● **REQUIREMENTS**:
Reproduce verbatim the portion of the entries below that opens with the line containing "# test: point to the green net" and closes with the line containing "[[85, 588], [321, 335]]", including both of those lines.

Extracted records
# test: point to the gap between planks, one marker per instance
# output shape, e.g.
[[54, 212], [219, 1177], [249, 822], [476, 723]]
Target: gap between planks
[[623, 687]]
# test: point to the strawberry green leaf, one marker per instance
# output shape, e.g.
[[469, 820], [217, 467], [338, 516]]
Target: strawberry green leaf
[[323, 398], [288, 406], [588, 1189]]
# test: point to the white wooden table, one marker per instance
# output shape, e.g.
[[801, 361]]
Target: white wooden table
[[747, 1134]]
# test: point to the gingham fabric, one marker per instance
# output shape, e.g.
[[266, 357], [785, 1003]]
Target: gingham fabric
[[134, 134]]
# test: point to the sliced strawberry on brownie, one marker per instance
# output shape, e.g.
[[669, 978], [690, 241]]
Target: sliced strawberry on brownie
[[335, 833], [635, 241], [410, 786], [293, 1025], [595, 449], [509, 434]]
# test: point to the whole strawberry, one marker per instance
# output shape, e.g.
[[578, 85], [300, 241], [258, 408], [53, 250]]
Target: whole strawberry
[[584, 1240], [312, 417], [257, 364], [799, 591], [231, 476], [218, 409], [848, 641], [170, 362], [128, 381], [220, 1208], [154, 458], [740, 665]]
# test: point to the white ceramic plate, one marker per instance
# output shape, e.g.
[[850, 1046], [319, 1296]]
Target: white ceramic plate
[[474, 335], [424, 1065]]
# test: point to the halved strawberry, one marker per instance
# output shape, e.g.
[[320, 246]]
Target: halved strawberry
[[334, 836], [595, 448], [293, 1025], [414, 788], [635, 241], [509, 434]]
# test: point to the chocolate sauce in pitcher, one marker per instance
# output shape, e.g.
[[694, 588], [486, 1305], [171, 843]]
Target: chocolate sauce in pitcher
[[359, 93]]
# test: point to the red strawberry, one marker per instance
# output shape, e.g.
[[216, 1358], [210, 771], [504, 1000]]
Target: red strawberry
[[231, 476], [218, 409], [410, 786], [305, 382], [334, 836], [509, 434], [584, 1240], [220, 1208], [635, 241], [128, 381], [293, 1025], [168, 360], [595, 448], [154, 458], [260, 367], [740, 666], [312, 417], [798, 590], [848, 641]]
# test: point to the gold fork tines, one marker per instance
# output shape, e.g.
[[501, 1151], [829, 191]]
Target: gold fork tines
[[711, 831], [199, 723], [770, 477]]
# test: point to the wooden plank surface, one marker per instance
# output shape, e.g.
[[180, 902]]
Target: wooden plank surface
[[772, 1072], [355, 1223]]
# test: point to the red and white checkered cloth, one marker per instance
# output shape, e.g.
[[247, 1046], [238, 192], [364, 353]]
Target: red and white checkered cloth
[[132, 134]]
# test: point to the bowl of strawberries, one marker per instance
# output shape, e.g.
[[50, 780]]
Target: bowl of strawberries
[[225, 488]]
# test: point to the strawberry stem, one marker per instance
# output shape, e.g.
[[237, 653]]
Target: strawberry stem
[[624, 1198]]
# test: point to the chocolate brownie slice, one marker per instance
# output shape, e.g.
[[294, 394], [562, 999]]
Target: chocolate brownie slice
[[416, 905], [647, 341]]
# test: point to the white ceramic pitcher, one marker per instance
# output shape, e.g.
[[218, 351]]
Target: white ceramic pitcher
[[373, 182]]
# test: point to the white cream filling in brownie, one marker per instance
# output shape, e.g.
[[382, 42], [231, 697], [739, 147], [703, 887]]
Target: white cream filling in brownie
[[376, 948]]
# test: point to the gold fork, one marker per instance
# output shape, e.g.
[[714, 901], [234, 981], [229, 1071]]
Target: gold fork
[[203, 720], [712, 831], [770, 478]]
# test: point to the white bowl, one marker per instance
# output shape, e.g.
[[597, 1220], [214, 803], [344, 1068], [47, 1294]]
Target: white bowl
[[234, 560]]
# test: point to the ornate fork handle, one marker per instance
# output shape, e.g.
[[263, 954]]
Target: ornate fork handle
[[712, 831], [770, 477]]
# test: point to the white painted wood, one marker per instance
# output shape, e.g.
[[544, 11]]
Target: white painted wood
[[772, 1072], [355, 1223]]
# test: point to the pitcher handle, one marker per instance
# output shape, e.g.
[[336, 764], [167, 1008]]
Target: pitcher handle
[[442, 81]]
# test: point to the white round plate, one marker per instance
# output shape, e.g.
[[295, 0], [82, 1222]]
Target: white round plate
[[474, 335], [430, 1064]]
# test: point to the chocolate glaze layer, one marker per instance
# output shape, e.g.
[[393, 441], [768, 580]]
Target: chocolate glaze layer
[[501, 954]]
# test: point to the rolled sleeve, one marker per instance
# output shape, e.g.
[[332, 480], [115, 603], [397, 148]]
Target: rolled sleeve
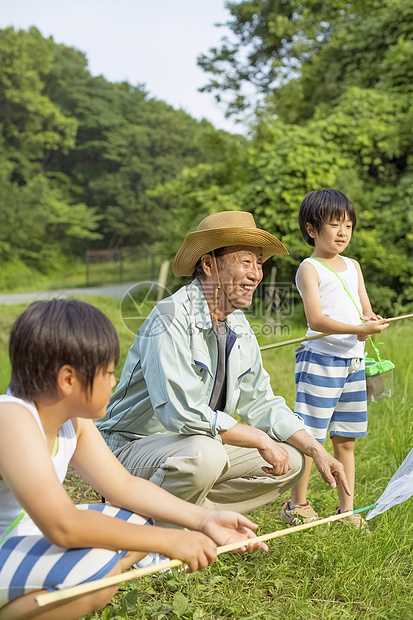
[[259, 407]]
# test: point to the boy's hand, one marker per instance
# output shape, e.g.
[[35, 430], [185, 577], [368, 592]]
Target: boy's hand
[[226, 527], [331, 470]]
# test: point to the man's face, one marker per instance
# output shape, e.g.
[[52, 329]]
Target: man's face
[[240, 272]]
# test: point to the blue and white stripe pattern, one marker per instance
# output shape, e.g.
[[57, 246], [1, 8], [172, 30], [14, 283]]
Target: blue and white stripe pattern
[[29, 563], [330, 394]]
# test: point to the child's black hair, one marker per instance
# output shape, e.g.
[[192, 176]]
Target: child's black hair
[[322, 206], [50, 334]]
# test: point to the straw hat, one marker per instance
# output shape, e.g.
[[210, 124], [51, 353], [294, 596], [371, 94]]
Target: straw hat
[[221, 230]]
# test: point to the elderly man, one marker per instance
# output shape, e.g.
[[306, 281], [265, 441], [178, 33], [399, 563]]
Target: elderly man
[[194, 362]]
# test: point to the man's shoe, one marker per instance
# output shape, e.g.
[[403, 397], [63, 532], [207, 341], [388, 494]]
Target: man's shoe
[[301, 513]]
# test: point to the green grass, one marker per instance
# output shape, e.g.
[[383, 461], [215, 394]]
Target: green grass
[[329, 572]]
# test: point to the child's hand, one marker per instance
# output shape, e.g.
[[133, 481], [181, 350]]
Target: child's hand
[[226, 527]]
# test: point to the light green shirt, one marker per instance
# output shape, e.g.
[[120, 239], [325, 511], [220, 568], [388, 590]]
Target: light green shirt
[[169, 376]]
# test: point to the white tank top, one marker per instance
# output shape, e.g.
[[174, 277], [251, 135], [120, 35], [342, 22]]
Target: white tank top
[[336, 304], [10, 508]]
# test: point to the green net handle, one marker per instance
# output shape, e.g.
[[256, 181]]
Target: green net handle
[[360, 312]]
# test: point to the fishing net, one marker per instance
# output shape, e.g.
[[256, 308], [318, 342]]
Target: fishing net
[[379, 376]]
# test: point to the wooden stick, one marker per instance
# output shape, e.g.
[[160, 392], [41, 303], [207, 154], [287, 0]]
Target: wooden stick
[[85, 588], [321, 335]]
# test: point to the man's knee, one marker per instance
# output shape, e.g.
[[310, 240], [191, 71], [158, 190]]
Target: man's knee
[[202, 461]]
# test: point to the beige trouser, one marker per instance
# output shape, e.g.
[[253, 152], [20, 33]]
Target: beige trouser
[[201, 470]]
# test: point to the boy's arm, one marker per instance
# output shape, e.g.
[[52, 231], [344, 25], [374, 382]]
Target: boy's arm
[[308, 284]]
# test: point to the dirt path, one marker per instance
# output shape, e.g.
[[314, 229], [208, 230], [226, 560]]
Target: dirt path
[[114, 290]]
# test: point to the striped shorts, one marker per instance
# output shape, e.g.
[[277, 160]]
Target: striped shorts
[[29, 563], [330, 393]]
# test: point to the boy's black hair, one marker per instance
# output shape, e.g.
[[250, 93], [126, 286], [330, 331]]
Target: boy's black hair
[[52, 333], [322, 206]]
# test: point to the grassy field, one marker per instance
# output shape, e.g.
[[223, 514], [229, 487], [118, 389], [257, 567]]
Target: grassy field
[[329, 572]]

● **TASK RESPONSE**:
# test: point to the green net handle, one marker per instance
# output shape, e.g.
[[256, 181]]
Target: green net handle
[[360, 312]]
# test: point to the fishing net, one marker per instance
# output shape, e.g.
[[256, 308], [318, 342]]
Target: fishing net
[[379, 376]]
# test: point to the wooden stick, one marker per instance
# output shape, e.g.
[[160, 392], [41, 303], [207, 154], [287, 0]]
Target: wooden stick
[[85, 588], [321, 335]]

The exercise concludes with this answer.